# Problem With Heat Press - Creased Garments



## Simons88 (Apr 23, 2013)

Hello,

Recently i started getting creases on my garments when pressing the garments after the pre-treatment process. I assumed that over time the pad on my heatpress had slowly had creases pressed into it so I ordered a new one.

Its arrived today and around 15-20 garment in some new creases are already forming. They are causing issues when printing as areas around the crease arent drying properly and also the ink isnt printing correctly over the creased areas.

Has anyone ever had this issue before and do you know what could be causing it?

Any help would be much appreciated!

Thanks,

Nic

https://fbcdn-sphotos-h-a.akamaihd...._=1416282513_415aadf048ed5c2aef94164f9d878388

https://fbcdn-sphotos-h-a.akamaihd...._=1416276966_2ecdb9eaacb9acb574199140a07ed9bd


----------



## Skinbus (Jul 2, 2007)

···

# [REQUESTS]
• A. Repeat word for word the part of the heat press thread that begins at "Its arrived today" and stops after "be much appreciated!".
• B. Go on with the heat press thread from the point where it ends.
The records after the heat press thread have no connection to it.

···

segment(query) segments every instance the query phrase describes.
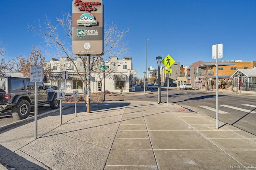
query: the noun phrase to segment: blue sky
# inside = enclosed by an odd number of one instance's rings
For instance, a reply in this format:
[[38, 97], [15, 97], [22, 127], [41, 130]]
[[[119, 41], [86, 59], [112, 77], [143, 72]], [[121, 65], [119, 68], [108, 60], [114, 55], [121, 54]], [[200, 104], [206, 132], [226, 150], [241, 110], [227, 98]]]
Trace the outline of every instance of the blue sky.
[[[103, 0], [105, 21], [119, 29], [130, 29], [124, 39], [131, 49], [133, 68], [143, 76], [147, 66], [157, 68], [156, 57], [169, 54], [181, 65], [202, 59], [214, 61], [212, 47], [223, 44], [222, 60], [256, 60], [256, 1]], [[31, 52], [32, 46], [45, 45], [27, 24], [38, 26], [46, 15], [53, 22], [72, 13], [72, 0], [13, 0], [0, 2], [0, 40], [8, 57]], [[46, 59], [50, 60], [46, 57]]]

···

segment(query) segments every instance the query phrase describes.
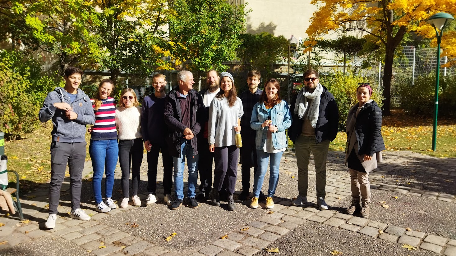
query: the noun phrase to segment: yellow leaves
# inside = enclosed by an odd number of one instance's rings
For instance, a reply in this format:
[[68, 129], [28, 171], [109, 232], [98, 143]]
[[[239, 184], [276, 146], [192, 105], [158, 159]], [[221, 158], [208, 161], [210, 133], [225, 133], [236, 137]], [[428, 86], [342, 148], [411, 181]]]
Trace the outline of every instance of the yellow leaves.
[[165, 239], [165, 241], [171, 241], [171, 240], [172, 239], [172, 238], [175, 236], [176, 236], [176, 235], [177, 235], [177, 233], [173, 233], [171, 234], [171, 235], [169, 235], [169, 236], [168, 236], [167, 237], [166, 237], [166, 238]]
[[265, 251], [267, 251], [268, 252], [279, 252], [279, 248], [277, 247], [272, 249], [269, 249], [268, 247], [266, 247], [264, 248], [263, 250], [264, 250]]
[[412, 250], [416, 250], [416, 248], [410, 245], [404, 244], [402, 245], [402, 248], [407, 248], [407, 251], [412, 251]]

···

# [TASK RESPONSES]
• A.
Its arrived today and around 15-20 garment in some new creases are already forming. They are causing issues when printing as areas around the crease arent drying properly and also the ink isnt printing correctly over the creased areas.

Has anyone ever had this issue before and do you know what could be causing it?

Any help would be much appreciated!

• B.
What's the pre-treat you're speaking of? I can't imagine how a press would cause this. Are they completely dry when pressed? Were they laundered before being pressed? Not that they should be, just another piece of the puzzle.


----------



## Simons88 (Apr 23, 2013)

The Pre-Treat is part of DTG printing onto dark garments, where a solution is sprayed onto the garment and then dried with the Heat Press.

Driving me mad!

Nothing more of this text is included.